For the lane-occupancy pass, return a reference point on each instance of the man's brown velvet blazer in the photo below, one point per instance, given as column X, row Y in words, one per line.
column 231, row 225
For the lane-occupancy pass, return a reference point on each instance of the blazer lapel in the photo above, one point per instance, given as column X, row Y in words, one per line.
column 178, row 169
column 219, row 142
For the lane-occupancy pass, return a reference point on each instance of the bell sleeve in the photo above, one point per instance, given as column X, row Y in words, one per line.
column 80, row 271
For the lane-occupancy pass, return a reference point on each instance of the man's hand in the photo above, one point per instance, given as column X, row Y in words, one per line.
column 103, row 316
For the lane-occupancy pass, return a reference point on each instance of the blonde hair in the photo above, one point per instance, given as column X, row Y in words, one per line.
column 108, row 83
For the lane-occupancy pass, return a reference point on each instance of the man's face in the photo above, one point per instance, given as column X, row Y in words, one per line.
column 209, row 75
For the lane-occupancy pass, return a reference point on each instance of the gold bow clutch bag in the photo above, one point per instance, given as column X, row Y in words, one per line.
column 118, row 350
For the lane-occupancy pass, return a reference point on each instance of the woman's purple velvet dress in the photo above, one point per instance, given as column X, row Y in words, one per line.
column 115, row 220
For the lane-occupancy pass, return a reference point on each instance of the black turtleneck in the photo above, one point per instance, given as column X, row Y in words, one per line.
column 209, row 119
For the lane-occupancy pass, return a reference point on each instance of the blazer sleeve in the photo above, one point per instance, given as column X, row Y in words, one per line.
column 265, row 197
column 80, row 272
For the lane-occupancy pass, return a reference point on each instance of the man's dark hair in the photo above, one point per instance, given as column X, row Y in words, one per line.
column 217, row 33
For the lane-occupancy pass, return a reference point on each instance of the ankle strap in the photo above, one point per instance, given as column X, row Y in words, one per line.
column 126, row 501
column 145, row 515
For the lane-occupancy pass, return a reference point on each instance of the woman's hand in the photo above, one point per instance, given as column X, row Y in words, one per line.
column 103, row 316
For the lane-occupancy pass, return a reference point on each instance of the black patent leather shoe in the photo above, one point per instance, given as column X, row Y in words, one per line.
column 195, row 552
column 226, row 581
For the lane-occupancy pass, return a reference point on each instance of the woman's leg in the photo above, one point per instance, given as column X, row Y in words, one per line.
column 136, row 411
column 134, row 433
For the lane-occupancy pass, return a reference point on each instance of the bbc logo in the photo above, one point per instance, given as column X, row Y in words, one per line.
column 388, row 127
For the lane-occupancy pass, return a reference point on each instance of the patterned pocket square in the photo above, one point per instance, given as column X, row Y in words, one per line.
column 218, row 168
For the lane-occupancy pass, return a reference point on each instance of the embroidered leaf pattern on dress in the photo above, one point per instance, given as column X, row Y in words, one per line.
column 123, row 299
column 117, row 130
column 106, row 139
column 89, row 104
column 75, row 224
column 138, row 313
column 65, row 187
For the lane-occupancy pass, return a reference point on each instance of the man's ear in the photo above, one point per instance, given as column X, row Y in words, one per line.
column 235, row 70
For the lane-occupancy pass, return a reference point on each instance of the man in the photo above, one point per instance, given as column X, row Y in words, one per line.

What needs to be done
What is needed is a word-for-word restatement of every line from the one with "the bbc logo" to the end of the entries above.

Task response
For the lane-occupancy pass, return a reference point on each instance of the bbc logo in the photo above, one point per instance, given as column X, row Y in words, one per line.
column 388, row 127
For the lane-occupancy pass, return a reference point on each instance of the patterned pocket square in the photo above, one point per instance, given as column X, row Y in words, one per line.
column 218, row 168
For the lane-occupancy pass, return a reference point on each instance of the embroidered leaf pattern on dress in the photo above, one point per instance, given as column X, row Y in words, one per line.
column 123, row 299
column 117, row 130
column 106, row 139
column 89, row 104
column 75, row 224
column 138, row 313
column 65, row 187
For the lane-occupancy pass, return a reference point on each instance of the man's ear in the photo above, one point per instance, given as column X, row Y in words, one per line.
column 235, row 70
For the lane-occupancy pass, return a reference point on each instance of the man in the photo above, one point per instance, given as column X, row Y in words, one per line.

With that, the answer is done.